◆ Activity
Write down exactly the lines from the one with "Mark the upper" to the end of the data, first and last included, and no others.

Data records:
========
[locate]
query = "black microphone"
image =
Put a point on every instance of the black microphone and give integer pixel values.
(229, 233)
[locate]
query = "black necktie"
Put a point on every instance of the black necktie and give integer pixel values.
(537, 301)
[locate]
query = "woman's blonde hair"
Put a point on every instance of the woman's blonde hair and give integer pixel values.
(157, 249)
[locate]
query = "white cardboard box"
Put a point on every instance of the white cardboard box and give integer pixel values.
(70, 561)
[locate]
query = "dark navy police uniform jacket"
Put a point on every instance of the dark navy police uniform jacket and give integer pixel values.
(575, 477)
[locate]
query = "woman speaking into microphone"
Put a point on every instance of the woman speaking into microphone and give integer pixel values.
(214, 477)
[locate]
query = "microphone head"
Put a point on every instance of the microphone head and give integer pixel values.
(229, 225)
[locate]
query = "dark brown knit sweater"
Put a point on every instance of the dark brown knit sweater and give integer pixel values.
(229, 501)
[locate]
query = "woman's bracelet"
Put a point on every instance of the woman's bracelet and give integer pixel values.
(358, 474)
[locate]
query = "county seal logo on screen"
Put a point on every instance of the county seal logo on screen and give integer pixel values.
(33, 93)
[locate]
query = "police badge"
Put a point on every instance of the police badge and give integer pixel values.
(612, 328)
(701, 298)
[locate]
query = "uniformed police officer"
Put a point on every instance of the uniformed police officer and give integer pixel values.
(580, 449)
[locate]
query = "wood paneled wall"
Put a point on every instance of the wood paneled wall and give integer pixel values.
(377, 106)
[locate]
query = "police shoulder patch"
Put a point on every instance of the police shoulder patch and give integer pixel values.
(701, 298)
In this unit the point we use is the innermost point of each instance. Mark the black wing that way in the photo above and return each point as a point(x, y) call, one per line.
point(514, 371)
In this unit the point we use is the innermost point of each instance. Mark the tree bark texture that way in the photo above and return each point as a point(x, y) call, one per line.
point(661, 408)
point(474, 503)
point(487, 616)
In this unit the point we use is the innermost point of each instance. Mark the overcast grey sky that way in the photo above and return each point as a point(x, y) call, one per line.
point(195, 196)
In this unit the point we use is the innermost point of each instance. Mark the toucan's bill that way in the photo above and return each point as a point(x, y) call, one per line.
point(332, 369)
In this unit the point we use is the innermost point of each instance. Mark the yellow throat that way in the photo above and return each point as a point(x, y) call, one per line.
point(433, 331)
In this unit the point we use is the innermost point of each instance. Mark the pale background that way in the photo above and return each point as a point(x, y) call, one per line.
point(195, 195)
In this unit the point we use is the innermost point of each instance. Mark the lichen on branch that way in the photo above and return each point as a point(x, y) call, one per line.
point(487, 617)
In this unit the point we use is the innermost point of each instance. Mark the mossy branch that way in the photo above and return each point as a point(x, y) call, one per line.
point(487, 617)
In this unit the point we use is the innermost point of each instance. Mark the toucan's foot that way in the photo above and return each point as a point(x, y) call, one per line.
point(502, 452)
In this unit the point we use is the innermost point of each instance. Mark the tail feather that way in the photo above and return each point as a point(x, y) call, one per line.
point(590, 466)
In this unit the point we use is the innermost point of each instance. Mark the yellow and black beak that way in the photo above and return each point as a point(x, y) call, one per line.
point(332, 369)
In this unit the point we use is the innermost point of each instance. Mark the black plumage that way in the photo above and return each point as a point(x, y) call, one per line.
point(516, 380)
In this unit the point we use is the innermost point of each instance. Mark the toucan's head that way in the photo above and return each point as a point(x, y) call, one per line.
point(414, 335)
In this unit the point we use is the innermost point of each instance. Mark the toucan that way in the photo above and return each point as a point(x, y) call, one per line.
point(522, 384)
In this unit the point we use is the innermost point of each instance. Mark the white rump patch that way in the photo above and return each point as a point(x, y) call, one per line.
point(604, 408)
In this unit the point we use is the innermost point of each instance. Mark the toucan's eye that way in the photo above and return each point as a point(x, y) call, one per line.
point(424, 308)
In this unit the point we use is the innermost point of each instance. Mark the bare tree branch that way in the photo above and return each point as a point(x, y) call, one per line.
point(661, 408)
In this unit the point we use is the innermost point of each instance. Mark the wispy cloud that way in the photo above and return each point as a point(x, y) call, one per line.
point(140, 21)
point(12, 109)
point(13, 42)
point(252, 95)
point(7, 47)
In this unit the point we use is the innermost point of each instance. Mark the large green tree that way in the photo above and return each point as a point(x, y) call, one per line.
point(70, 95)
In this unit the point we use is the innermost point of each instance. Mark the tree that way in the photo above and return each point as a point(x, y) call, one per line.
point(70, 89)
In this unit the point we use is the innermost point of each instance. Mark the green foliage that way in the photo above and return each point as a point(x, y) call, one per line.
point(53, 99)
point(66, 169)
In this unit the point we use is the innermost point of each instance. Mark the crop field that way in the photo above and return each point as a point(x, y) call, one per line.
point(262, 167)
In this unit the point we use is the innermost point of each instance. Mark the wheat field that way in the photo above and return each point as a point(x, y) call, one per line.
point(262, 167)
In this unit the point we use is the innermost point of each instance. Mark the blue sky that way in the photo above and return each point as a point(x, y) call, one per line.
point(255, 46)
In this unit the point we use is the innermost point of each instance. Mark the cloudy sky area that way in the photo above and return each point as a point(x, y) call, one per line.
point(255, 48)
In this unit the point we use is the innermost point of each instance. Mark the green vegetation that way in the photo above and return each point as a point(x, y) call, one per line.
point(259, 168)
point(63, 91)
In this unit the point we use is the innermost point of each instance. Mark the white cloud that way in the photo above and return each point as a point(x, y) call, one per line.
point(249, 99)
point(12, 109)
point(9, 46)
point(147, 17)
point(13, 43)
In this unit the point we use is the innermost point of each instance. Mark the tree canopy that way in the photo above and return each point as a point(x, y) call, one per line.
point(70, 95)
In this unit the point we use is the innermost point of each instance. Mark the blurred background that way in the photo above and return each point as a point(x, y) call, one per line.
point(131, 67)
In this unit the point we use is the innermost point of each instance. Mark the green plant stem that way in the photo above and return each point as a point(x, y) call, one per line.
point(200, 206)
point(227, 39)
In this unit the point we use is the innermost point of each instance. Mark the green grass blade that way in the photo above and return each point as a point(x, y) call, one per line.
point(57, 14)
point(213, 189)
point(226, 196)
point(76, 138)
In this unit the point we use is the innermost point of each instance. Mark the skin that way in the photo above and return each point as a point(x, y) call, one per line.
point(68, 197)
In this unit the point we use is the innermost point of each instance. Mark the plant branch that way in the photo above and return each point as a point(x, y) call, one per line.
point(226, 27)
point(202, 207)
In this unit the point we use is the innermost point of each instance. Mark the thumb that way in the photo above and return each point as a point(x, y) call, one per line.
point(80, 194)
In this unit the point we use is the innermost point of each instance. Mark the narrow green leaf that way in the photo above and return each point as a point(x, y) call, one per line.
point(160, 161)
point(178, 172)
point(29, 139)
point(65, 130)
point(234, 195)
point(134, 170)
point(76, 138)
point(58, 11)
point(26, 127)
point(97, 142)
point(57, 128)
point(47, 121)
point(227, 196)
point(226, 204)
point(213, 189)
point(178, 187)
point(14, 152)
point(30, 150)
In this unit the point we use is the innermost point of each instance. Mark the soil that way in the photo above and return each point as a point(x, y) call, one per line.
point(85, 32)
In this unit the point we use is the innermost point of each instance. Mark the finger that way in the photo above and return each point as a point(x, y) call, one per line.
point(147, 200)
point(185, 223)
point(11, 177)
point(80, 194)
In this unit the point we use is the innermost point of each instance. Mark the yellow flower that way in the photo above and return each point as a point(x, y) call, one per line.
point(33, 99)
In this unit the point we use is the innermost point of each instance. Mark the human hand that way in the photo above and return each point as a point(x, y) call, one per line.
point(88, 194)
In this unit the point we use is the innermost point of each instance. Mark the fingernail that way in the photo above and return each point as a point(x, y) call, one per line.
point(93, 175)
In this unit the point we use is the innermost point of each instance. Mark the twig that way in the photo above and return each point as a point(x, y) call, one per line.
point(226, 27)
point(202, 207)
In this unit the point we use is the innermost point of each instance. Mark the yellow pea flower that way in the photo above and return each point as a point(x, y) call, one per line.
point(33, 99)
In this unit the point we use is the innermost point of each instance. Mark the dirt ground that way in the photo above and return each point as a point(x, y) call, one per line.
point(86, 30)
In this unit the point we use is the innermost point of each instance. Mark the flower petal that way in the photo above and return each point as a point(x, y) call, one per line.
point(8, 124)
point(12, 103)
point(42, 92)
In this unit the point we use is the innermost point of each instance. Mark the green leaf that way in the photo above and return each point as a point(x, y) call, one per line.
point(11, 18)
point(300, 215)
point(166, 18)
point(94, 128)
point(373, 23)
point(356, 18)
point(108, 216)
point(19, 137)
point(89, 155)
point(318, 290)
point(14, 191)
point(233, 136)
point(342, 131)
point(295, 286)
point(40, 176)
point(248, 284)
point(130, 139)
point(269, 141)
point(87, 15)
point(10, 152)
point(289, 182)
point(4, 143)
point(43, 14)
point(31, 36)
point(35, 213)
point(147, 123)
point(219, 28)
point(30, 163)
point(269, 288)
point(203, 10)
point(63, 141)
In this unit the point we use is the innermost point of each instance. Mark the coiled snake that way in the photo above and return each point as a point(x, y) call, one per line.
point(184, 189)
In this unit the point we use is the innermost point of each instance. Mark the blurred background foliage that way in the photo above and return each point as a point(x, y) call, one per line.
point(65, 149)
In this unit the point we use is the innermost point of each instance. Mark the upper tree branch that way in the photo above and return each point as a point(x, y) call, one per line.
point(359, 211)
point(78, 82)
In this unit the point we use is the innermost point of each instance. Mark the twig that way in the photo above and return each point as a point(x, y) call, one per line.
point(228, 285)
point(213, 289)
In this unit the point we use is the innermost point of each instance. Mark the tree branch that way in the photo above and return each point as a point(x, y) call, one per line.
========
◆ Response
In this unit the point we use is the innermost point of each instance. Mark the upper tree branch that way in the photo above and return each point as a point(x, y) call, one per line.
point(359, 211)
point(78, 82)
In this unit the point we use is the innermost point of each instance. Mark the twig that way in the photo above and return each point as a point(x, y) call, one per line.
point(228, 285)
point(213, 289)
In this unit the point we use is the innermost point of each instance. Mark the tree branch that way in the photo above and return each point as a point(x, y) call, one per line.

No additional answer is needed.